## AIM OF THE EXERCISE
Answer these from the article about the pediatrician's probation below:
(a) For how many months will Dr. Bob Sears be under scrutiny?
(b) In what year did he write the letters exempting the toddler from vaccinations?
(c) On what day of the week was the settlement with the state medical board signed?

[PAGE EXTRACT — start]

A Southern California pediatrician was placed on probation this week after penning letters four years ago that exempted a toddler from all childhood vaccinations. But the doctor maintains he did “nothing wrong.”
Dr. Bob Sears, an outspoken critic of mandatory vaccinations, will be under scrutiny for 35 months following the decision by the Medical Board of California.
The Orange County, Calif., pediatrician is accused of failing to obtain a detailed medical history before writing the 2014 letters, which he wrote after the 2-year-old’s mother described the child’s adverse reaction to an earlier vaccination, according to officials.
The doctor said it ended up taking more than a year to receive the boy’s medical records, which would include the child’s history of immunizations.
Sears said he took the boy’s mother at her word when she said her son lost urinary function and “went limp” in response to previous vaccinations, the Los Angeles Times reported.
"Isn’t it my job to listen to my patients and believe what a parent says happened to her baby? Isn’t that what ALL doctors do with their patients?” Sears wrote in a Facebook post. “A patient’s word is often the only evidence we have — as doctors we must trust our patients, the same way our patients trust us to look out for their best interest.”
He said he agreed to a settlement with the state medical board, which was signed Wednesday, because "it was likely that I’d get probation anyway," and to avoid going to trial, the report said.
“After all, I don’t want a child to receive a medical treatment that could cause more harm. I am going to, first, do no harm, every time,” he added in his post, alluding to a famous medical phrase.

[PAGE EXTRACT — finish]
[SUPPLIED MATERIAL — start]

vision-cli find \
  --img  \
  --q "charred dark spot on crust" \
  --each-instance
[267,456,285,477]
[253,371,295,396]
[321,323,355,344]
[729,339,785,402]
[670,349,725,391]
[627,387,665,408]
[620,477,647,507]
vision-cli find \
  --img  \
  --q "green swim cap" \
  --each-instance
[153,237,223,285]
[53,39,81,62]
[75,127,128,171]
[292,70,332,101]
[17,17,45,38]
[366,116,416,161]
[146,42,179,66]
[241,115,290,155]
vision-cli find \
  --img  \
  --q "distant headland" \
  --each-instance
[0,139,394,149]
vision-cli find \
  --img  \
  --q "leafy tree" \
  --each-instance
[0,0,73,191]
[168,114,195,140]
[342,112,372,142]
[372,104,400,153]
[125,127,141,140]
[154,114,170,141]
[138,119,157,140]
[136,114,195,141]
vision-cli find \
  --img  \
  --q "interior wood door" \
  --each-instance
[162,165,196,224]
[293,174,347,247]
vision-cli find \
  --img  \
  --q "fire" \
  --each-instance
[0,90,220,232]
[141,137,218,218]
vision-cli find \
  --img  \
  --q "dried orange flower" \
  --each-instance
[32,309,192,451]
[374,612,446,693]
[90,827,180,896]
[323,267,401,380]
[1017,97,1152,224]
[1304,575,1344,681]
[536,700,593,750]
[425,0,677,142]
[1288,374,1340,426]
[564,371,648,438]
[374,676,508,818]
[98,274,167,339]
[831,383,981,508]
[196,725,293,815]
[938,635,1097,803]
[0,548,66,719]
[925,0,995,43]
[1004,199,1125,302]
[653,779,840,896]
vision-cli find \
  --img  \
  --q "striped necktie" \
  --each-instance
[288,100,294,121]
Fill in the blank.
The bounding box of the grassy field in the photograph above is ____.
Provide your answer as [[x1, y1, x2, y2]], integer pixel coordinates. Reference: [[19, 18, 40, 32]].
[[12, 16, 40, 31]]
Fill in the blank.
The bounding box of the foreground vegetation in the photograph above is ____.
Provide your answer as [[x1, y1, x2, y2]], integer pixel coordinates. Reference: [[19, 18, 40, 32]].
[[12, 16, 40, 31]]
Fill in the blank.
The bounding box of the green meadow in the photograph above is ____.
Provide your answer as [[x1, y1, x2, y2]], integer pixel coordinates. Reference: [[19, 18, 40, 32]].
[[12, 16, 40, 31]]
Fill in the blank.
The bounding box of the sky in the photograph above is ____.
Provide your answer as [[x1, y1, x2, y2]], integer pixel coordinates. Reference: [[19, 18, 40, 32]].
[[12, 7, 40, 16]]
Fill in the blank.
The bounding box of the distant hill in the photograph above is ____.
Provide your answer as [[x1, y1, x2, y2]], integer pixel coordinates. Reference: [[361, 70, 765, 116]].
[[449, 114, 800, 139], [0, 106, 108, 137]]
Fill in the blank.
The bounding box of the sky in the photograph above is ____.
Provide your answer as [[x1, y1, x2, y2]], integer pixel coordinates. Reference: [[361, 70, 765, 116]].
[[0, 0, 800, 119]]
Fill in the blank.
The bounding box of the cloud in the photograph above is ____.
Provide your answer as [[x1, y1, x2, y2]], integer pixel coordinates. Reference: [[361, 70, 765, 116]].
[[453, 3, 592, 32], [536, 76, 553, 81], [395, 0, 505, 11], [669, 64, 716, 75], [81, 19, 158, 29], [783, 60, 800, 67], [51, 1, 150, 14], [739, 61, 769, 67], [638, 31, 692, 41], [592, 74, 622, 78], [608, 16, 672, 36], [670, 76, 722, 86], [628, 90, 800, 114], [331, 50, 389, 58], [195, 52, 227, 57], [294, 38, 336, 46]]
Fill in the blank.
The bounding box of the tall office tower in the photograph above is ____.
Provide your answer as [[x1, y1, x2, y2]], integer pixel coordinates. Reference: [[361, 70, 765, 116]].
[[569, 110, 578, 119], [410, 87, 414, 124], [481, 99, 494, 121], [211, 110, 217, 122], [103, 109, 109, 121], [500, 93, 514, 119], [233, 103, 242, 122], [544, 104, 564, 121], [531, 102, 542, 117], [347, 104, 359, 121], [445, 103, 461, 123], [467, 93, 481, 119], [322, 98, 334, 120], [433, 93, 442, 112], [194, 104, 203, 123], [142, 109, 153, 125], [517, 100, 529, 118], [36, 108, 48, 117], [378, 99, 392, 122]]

[SUPPLIED MATERIAL — finish]

## EXERCISE RESULT
(a) 35 months
(b) 2014
(c) Wednesday